On 2/5/2026 10:28 AM, [email protected] wrote:
Replace non-atomic vm->process_info assignment with cmpxchg()
to prevent race when parent/child processes sharing a drm_file
both try to acquire the same VM after fork().
I wonder how parent/child processes can share same drm file? The child
process should close render node after fork/exec, then create its own
gpu vm. Thunk open render node with O_CLOEXEC.
Regards
Xiaogang
Signed-off-by: [email protected] <[email protected]>
---
drivers/gpu/drm/amd/amdgpu/amdgpu_amdkfd_gpuvm.c | 6 +++++-
1 file changed, 5 insertions(+), 1 deletion(-)
diff --git a/drivers/gpu/drm/amd/amdgpu/amdgpu_amdkfd_gpuvm.c
b/drivers/gpu/drm/amd/amdgpu/amdgpu_amdkfd_gpuvm.c
index 00ea69baa126..f7b2358a0303 100644
--- a/drivers/gpu/drm/amd/amdgpu/amdgpu_amdkfd_gpuvm.c
+++ b/drivers/gpu/drm/amd/amdgpu/amdgpu_amdkfd_gpuvm.c
@@ -1432,7 +1432,10 @@ static int init_kfd_vm(struct amdgpu_vm *vm, void
**process_info,
*process_info = info;
}
- vm->process_info = *process_info;
+ if (cmpxchg(&vm->process_info, NULL, *process_info) != NULL) {
+ ret = -EINVAL;
+ goto already_acquired;
+ }
/* Validate page directory and attach eviction fence */
ret = amdgpu_bo_reserve(vm->root.bo, true);
@@ -1472,6 +1475,7 @@ static int init_kfd_vm(struct amdgpu_vm *vm, void
**process_info,
amdgpu_bo_unreserve(vm->root.bo);
reserve_pd_fail:
vm->process_info = NULL;
+already_acquired:
if (info) {
dma_fence_put(&info->eviction_fence->base);
*process_info = NULL;

━━━━━━━━━━

Requirement 1. Please list every line of code that the patch adds, meaning each line that starts with a single plus sign.

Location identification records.
━━━━━━━━━━

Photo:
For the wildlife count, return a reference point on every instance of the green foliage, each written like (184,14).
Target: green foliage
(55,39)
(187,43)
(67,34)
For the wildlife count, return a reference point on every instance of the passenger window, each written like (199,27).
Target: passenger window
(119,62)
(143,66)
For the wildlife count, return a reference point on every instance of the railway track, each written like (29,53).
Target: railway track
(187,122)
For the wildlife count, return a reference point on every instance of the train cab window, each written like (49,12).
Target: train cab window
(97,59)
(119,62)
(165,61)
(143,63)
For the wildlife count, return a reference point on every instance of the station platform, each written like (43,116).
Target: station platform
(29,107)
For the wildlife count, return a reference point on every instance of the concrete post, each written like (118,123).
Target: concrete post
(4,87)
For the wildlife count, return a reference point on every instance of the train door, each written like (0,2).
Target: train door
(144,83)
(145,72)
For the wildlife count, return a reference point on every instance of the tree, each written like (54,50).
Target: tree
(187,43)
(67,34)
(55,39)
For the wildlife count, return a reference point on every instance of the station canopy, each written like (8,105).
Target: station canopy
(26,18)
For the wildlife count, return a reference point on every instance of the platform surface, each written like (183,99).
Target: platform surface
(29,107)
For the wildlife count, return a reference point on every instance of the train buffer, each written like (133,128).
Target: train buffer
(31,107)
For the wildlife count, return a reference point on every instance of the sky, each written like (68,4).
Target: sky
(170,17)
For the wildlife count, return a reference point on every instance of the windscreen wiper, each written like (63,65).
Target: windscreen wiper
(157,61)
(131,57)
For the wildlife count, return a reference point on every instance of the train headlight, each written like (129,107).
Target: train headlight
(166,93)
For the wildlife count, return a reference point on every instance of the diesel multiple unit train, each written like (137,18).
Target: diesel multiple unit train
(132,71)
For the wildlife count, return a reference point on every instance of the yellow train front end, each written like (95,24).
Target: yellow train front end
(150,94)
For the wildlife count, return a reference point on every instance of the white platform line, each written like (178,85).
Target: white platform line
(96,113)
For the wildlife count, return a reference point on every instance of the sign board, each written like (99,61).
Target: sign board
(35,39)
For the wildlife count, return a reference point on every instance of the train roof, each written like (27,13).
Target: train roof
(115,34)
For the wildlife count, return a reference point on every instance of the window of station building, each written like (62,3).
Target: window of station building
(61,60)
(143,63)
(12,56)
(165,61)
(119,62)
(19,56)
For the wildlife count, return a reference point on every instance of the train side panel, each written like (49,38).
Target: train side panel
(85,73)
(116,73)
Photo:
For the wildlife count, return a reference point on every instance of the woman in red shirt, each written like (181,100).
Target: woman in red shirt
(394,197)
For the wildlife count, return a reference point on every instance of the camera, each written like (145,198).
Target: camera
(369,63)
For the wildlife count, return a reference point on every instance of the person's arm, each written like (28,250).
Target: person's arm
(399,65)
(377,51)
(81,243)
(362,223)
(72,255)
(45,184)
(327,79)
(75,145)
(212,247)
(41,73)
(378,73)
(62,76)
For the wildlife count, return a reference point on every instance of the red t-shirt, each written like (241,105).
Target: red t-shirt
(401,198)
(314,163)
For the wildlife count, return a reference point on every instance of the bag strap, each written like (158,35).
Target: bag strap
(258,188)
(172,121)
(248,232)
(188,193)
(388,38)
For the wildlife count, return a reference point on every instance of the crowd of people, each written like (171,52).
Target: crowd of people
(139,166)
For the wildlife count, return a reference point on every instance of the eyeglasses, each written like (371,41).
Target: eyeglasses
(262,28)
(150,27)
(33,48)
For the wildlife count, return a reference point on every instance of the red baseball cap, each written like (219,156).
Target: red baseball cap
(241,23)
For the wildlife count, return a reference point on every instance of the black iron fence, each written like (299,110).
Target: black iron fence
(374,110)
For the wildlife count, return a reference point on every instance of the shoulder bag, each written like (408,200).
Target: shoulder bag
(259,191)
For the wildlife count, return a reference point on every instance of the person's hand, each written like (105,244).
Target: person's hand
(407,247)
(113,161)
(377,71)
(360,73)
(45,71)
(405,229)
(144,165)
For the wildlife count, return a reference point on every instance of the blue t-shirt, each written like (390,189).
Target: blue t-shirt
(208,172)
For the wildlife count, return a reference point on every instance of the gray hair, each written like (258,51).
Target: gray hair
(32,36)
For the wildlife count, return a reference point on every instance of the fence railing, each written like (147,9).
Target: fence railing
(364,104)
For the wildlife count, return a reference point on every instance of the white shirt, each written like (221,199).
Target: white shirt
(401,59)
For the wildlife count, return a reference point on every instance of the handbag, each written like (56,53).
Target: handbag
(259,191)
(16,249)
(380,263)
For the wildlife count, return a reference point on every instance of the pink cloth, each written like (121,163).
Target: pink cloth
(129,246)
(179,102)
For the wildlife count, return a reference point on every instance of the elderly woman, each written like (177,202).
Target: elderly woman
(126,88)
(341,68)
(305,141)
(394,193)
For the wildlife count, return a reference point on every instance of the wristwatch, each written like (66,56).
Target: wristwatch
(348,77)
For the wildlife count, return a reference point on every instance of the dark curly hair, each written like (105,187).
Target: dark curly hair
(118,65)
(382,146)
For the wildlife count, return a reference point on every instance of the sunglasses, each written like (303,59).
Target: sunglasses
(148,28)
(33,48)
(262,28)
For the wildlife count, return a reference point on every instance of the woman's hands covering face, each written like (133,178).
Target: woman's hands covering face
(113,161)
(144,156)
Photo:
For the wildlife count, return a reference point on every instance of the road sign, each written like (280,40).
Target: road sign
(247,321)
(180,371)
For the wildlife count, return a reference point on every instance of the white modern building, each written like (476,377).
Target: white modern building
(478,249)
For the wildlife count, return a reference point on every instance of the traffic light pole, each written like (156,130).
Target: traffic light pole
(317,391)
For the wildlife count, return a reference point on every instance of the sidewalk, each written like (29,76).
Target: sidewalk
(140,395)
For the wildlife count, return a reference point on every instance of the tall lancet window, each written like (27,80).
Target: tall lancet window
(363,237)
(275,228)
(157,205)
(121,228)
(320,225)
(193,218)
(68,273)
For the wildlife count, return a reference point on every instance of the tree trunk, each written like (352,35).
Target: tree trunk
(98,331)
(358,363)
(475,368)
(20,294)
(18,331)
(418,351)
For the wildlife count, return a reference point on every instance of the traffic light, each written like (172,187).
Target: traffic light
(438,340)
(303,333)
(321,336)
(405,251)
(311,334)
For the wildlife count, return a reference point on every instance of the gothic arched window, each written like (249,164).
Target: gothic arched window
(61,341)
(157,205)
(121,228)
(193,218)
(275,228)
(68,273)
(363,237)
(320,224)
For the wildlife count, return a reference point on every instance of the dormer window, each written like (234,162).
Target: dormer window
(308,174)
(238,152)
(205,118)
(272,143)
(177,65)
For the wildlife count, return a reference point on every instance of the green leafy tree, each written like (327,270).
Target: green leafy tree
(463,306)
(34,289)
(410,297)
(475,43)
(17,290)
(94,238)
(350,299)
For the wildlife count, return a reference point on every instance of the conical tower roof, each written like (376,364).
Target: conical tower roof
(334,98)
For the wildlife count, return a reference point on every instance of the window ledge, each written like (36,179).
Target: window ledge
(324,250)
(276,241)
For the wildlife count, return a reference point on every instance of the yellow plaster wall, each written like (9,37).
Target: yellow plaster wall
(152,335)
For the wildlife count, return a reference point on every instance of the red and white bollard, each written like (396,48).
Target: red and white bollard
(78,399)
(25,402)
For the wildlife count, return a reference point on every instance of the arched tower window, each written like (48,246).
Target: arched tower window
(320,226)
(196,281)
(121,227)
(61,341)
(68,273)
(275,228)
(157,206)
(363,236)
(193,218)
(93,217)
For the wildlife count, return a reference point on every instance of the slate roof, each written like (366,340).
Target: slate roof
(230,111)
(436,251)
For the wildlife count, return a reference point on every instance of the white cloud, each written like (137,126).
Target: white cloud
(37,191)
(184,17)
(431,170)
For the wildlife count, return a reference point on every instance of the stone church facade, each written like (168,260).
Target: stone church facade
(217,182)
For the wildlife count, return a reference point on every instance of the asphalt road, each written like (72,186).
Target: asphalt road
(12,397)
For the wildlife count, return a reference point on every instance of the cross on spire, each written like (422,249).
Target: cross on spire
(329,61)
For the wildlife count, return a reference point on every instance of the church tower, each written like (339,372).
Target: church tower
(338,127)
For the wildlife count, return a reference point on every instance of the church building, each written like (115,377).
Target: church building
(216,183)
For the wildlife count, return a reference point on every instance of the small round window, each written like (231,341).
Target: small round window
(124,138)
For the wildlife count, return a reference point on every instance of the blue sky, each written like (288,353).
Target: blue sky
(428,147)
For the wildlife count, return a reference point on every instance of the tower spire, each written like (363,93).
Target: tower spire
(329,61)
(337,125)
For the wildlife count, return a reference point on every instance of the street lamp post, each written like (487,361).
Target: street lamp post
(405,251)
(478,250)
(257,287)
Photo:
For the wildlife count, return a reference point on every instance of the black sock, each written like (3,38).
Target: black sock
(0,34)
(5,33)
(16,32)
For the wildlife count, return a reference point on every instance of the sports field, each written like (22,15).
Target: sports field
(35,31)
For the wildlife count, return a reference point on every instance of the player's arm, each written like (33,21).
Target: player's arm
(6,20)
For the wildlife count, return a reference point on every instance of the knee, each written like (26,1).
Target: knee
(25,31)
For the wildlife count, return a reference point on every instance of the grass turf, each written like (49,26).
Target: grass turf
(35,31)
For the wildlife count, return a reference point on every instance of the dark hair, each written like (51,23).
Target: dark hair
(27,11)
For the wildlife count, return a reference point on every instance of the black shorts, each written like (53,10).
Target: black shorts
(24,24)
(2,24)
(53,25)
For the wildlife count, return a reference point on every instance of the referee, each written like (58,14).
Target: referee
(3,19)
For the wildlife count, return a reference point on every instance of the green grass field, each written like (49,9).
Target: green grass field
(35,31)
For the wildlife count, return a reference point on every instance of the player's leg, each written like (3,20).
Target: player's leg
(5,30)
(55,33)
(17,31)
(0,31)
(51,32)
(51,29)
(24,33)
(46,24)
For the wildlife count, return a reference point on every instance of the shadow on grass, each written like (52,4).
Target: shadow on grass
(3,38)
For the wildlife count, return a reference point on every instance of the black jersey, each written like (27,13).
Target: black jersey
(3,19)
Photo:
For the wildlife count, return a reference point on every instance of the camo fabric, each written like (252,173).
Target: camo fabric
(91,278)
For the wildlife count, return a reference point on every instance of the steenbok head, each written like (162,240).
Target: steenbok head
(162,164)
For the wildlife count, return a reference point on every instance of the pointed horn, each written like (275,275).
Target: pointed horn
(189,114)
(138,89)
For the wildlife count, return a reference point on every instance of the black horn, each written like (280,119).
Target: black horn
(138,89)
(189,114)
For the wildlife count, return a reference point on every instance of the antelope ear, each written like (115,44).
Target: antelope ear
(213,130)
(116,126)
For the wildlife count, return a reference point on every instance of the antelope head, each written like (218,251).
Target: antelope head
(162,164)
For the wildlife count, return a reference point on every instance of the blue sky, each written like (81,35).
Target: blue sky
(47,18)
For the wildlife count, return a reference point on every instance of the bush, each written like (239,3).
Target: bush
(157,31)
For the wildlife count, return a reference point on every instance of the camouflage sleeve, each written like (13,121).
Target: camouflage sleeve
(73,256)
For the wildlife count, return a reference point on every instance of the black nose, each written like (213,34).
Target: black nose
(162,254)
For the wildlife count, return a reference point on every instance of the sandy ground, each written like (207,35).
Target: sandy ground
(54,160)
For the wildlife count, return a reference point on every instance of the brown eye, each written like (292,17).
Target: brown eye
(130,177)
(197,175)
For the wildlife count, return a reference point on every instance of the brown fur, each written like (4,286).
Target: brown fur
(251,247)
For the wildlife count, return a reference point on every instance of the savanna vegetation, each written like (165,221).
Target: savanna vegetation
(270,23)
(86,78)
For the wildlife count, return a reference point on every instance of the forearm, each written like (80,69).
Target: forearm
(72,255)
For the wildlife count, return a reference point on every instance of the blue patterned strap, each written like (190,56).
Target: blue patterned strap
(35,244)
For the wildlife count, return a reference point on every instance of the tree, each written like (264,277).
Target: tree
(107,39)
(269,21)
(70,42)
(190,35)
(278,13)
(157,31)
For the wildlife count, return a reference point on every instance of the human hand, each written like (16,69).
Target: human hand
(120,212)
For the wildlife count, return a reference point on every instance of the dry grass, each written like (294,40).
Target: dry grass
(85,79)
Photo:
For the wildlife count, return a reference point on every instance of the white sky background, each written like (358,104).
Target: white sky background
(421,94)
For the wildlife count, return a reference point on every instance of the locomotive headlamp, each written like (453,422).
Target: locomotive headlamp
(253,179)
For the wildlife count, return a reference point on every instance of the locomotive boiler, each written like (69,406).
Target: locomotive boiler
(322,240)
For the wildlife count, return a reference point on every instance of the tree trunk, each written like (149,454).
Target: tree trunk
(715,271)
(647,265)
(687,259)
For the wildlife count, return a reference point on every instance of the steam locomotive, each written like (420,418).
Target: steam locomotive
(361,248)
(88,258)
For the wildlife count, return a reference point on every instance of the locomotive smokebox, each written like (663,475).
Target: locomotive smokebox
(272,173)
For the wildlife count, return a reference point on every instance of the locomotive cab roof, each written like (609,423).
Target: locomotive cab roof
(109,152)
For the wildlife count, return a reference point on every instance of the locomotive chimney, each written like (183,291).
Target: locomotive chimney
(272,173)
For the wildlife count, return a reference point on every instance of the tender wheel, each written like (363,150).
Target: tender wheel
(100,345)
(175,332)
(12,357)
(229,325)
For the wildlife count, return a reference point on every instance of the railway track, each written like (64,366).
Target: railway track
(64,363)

━━━━━━━━━━

Requirement 2. How many lines in the records contain the string "knee"? Reply with the number only.

Correct answer 1.
+ if (cmpxchg(&vm->process_info, NULL, *process_info) != NULL) {
+ ret = -EINVAL;
+ goto already_acquired;
+ }
+already_acquired:

Correct answer 2. 2